◆ **原文**:
┄┄┄┄┄┄┄┄┄┄

英國芭蕾舞團不愧是具有悠久歷史的著名團隊,他們非常信任年輕人,他們對亞彬說:“你可以做你想要做的”。這讓亞彬非常感動:“我覺得他們那種對年輕人的信任、起用讓我得到很多力量。當我的作品結束的時候,現場一千多觀眾鴉雀無聲,我記得我的手一直掐在意大利燈光設計師的大腿上。現場沉默了一會兒,然后開始了非常深沉的掌聲,慢慢地越來越熱烈,一直到全場非常熱烈的掌聲響起,很多觀眾都站起來,我當時覺得‘哇塞,行了’!” 這是亞彬在國際舞臺上完成的一次修煉與綻放,也讓世人領略了這位來自中國舞者的柔韌與堅持。
王亞彬發言
同樣,在創作《青衣》的時候,除了在舞蹈觀念上持有一貫的開放性,亞彬還選擇了最棒的國際團隊加盟到這支創作隊伍中來。亞彬解釋道:“這部戲已經演了將近40場了,這次邀請的所有設計團隊來自英國和法國,我覺得可以請到這樣國際型的設計師,用他們的設計理念更好地服務于我們去講述中國故事,換一種方式,我們可以通過世界語言去講述中國故事。”
亞彬能夠在世界故事里融入中國元素,又使用世界語言去講述中國故事,能夠在兩者之間做到游刃有余,實屬不易。毛時安老師的眼光里,有贊許,有慈愛,更是激勵:“亞彬很不容易,她是跳古典舞的。她從孩子時代就有一種舞蹈觀念,把她框起來了,在這些舞蹈里面,我們既可以看到古典舞的那種典雅、優雅,同時又有現代舞蹈的語匯和表現。《青衣》的題材是比較傳統的、現實主義的,但經過她的處理,大家看到它的樣式、形式非常現代,有影像、有近像、有實體的像,各種形象交織在一起,通過非常酷的現代舞蹈呈現,把筱燕秋的追求、她對藝術的情感強烈地表達出來。從某種意義上來說,筱燕秋是長大的亞彬,亞彬是年輕的筱燕秋。筱燕秋對藝術的執著和渴望,最后為了藝術選擇把孩子流掉。她在舞臺上跳,跳,跳,有一片血紅燈光,鮮血流下來,孩子已經流掉了,而新生代演員已經成熟起來,筱燕秋到最后還是沒有實現自己的理想,但是作為舞蹈演員的王亞彬卻實現了理想。‘生命該如何寄托’既是一種追求,也可能是失落,有一種悲劇感存在。”
柔軟的韌性
亞彬喜歡閱讀,十七歲讀過《生命中不可承受之輕》,也寫日記,觀察生活,感受孤獨,有時還寫寫詩歌,練練隸書。她很清醒地意識到,一名優秀的舞者,需要體能方面的鍛煉,需要技巧方面的培訓,也需要文化方面的滋養。

┄┄┄┄┄┄┄┄┄┄

◆ **顯示資料**:

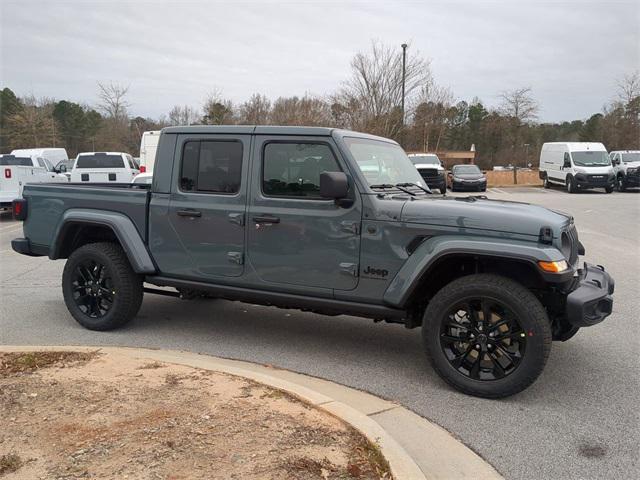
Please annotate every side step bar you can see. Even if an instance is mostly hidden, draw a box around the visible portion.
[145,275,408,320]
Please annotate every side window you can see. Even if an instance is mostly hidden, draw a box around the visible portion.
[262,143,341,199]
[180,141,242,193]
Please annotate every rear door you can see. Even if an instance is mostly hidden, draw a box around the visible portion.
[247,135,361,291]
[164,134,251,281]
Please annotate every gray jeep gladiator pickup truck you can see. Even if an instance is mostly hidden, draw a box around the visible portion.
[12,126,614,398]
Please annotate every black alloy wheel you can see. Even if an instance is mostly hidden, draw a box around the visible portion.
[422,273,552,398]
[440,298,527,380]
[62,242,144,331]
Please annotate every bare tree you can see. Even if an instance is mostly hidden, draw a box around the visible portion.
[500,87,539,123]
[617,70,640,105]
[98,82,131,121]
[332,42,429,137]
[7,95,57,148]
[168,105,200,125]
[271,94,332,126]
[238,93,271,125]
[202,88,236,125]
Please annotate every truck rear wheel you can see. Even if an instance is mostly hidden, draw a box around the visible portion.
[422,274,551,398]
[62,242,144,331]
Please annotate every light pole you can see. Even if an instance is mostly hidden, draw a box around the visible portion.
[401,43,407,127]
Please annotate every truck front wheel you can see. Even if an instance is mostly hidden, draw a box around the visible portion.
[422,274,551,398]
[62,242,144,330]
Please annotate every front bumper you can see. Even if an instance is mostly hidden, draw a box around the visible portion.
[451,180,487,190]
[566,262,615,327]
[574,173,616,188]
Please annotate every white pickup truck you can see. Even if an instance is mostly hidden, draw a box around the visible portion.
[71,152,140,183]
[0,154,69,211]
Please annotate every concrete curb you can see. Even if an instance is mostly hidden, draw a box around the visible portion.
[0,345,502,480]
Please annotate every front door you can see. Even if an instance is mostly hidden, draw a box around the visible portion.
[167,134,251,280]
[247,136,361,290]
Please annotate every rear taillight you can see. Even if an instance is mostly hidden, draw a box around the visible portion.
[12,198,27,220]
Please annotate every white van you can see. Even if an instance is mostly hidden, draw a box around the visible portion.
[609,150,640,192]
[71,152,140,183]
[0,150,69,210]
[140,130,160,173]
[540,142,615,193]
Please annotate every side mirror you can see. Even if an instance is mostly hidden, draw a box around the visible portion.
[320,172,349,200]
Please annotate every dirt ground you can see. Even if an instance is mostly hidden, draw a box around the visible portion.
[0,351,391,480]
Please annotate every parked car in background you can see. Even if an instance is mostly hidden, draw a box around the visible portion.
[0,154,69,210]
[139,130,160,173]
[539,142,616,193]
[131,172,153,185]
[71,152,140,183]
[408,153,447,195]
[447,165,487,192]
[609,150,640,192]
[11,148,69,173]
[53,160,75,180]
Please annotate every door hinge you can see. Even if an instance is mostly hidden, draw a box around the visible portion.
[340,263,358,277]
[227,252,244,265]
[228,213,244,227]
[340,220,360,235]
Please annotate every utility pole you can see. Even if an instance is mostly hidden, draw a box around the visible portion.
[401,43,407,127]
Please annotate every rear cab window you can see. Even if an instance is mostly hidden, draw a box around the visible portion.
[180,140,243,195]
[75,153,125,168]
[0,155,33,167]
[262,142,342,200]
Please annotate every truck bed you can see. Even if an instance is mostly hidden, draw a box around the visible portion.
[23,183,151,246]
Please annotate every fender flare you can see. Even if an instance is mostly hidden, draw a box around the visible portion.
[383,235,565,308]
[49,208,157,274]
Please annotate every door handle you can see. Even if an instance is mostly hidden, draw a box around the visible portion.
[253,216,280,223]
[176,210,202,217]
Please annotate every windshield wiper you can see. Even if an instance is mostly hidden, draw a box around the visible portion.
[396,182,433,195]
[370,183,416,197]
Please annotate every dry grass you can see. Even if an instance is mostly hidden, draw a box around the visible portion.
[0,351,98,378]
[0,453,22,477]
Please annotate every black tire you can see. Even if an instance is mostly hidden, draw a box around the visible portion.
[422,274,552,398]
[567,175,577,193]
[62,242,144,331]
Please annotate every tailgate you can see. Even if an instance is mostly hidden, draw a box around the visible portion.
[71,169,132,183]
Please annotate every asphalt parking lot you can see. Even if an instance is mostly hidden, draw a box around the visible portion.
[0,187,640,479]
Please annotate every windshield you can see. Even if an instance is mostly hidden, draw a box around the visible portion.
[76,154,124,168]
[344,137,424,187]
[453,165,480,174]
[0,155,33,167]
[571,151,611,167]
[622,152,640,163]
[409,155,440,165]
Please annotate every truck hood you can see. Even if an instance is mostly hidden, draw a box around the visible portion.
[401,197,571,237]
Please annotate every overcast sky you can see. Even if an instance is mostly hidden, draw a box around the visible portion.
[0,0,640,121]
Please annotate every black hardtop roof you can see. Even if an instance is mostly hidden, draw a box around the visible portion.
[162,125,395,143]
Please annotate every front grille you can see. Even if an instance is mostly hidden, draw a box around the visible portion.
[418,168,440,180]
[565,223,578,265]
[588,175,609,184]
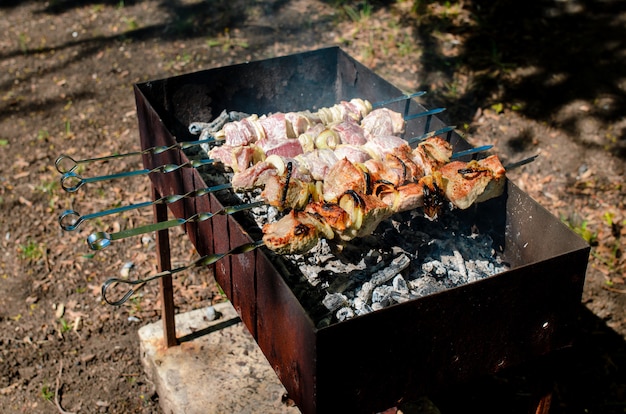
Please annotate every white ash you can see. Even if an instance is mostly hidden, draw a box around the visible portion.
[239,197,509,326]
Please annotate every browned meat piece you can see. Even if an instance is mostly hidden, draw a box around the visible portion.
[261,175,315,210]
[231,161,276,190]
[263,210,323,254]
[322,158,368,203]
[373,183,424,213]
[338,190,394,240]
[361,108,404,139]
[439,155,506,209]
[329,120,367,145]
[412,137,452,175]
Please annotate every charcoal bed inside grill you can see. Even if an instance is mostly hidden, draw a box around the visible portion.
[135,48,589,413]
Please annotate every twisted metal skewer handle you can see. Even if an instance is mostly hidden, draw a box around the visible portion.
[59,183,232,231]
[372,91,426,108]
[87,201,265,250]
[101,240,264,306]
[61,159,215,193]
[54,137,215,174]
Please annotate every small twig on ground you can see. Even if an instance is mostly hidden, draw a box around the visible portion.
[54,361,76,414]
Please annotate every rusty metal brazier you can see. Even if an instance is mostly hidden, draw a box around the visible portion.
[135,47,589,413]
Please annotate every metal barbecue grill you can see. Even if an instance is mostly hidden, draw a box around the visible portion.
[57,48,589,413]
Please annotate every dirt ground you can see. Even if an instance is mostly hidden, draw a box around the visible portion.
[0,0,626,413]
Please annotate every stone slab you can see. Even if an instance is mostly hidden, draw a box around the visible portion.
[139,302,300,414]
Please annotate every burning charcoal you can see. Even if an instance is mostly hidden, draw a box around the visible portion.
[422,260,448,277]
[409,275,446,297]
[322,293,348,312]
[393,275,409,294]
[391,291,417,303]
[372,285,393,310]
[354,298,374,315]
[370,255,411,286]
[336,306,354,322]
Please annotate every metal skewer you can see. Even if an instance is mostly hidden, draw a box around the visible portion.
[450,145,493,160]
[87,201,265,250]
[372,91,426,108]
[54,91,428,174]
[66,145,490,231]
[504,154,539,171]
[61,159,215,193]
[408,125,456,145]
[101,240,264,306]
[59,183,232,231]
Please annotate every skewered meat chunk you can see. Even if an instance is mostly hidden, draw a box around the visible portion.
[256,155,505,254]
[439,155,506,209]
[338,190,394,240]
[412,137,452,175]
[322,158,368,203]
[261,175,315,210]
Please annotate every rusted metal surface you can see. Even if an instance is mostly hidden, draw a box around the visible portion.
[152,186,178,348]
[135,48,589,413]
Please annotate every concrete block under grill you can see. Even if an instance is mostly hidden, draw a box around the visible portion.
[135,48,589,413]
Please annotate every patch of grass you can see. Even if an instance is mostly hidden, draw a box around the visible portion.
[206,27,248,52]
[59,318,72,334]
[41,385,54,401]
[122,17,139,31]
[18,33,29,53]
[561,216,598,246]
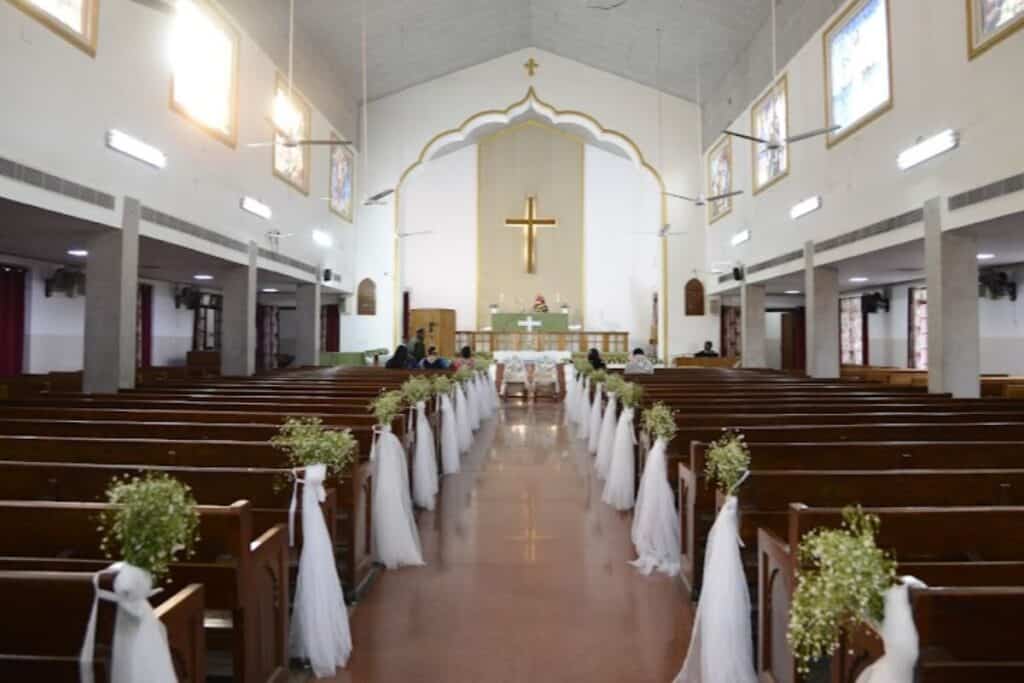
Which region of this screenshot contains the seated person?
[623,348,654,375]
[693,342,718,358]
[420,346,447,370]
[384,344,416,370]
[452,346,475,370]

┄┄┄┄┄┄┄┄┄┄

◆ **練習題目 1**:
根據原文,亞彬創作《青衣》時為什麼邀請來自英國和法國的設計團隊?請用一到三句話說明。
◆ **練習題目 2**:
原文提到亞彬十七歲時讀過哪一本書?
◆ **練習題目 3**:
把原文從“亞彬能夠在世界故事里融入中國”起,直到“培訓,也需要文化方面的滋養。”為止(包括這兩處文字)重寫一遍,並將其中的“筱燕秋”改名為“柳燕秋”。
這些資料列與原文沒有關係。

◆ **參考答案 1**:
她認為請到國際型的設計師,能用他們的設計理念更好地服務于講述中國故事。這樣可以換一種方式,通過世界語言去講述中國故事。

◆ **參考答案 2**:
《生命中不可承受之輕》。

◆ **參考答案 3**:
亞彬能夠在世界故事里融入中國元素,又使用世界語言去講述中國故事,能夠在兩者之間做到游刃有余,實屬不易。毛時安老師的眼光里,有贊許,有慈愛,更是激勵:“亞彬很不容易,她是跳古典舞的。她從孩子時代就有一種舞蹈觀念,把她框起來了,在這些舞蹈里面,我們既可以看到古典舞的那種典雅、優雅,同時又有現代舞蹈的語匯和表現。《青衣》的題材是比較傳統的、現實主義的,但經過她的處理,大家看到它的樣式、形式非常現代,有影像、有近像、有實體的像,各種形象交織在一起,通過非常酷的現代舞蹈呈現,把柳燕秋的追求、她對藝術的情感強烈地表達出來。從某種意義上來說,柳燕秋是長大的亞彬,亞彬是年輕的柳燕秋。柳燕秋對藝術的執著和渴望,最后為了藝術選擇把孩子流掉。她在舞臺上跳,跳,跳,有一片血紅燈光,鮮血流下來,孩子已經流掉了,而新生代演員已經成熟起來,柳燕秋到最后還是沒有實現自己的理想,但是作為舞蹈演員的王亞彬卻實現了理想。‘生命該如何寄托’既是一種追求,也可能是失落,有一種悲劇感存在。”
柔軟的韌性
亞彬喜歡閱讀,十七歲讀過《生命中不可承受之輕》,也寫日記,觀察生活,感受孤獨,有時還寫寫詩歌,練練隸書。她很清醒地意識到,一名優秀的舞者,需要體能方面的鍛煉,需要技巧方面的培訓,也需要文化方面的滋養。